(Artikel):
▼▼▼

Der schwarze Stoff liegt an wie eine zweite Haut, verzeiht keine Rolle und keinen Schwabbel. Glücklicherweise kommt direkt die EMS-Weste drüber. Und das ist erst mal ein Schock: Sie ist kalt und nass und verschlägt mir für einen kleinen Moment den Atem. Aber der Strom will schließlich geleitet werden.
Ein Gefühl, wie auf einer Massagebank
Es folgen Bänder für Arme, Beine und den Po. Überall werden Elektroden angeschlossen, acht an der Zahl. Willentlich könne ein Mensch nur 35 Prozent seiner Muskelfasern aktivieren, hat mir Leroy erklärt. Der Strom steigere diesen Wert auf 94 Prozent, also deutlich mehr als doppelt so viel, fast die dreifache Menge. Deshalb sei das Training so effektiv.

▲▲▲

(Pflichtaufgaben):
a - Kannst du im Text über das EMS-Training den Absatz, der mit „Es folgen Bänder“ beginnt, als knappe Liste wiedergeben und dabei seine wichtigsten Fakten behalten?
b - Wie geht der Text über das EMS-Training nach seinem letzten Satz weiter? Setze ihn fort.

(Bereitgestelltes Material):
▼▼▼

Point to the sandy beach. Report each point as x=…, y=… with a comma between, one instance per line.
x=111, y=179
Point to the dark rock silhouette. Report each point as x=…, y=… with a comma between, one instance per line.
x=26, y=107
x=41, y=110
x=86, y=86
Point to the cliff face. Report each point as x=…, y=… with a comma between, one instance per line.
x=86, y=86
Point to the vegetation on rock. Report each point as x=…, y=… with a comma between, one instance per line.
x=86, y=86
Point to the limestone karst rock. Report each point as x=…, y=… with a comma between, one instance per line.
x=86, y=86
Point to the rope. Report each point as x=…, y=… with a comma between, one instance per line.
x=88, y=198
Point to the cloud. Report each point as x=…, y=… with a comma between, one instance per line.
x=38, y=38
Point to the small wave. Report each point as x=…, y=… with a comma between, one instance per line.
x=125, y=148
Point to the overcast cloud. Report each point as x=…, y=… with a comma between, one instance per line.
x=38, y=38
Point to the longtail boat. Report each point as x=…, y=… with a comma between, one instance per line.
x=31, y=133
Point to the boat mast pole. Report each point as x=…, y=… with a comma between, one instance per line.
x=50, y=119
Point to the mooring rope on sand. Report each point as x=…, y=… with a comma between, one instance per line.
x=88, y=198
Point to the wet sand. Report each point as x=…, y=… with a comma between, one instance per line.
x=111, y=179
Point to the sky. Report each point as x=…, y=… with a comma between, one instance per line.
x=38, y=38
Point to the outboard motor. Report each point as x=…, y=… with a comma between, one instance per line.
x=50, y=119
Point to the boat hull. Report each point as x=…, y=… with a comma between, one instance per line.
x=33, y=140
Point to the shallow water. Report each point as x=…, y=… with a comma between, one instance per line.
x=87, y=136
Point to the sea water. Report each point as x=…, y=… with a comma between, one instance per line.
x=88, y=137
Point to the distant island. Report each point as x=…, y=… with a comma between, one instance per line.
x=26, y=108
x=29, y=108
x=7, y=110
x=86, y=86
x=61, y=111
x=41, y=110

▲▲▲

(Antworten je Aufgabe):
a -
- Bänder für Arme, Beine und Po werden angelegt, insgesamt acht Elektroden angeschlossen.
- Laut Leroy kann ein Mensch willentlich nur 35 Prozent seiner Muskelfasern aktivieren.
- Der Strom steigert diesen Wert auf 94 Prozent, fast das Dreifache.
- Darum sei das Training so effektiv.

b -
„Viele sagen, es fühlt sich an wie ein Kribbeln“, versucht der Trainer mich auf das vorzubereiten, was jetzt gleich kommt. Und tatsächlich: Es ist ein bisschen, wie auf einer stark eingestellten Massagebank zu liegen, nur eben ohne Liegen.
„Mit dem Impuls“ trainieren
Es kribbelt, es kitzelt, es ist sogar angenehm. Ich stehe auf der Matte, schulterbreit, und blicke auf eine bunt blinkende Anzeige vor mir. Grüne Kreise repräsentieren die Elektroden an meinem Körper. Stück für Stück schaltet Leroy sie hoch, so lange bis ich die einzelnen Muskelgruppen spüren kann, aber nicht so, dass es unangenehm ist.
Dann geht es los. Ich soll „mit dem Impuls“ trainieren – das weiß ich schon. Auf dem EMS-Gerät baut sich ein roter Streifen auf: Pause. Dann kommt gelb: Muskeln anspannen. Und grün: Übung ausführen bei maximalem Kribbeln.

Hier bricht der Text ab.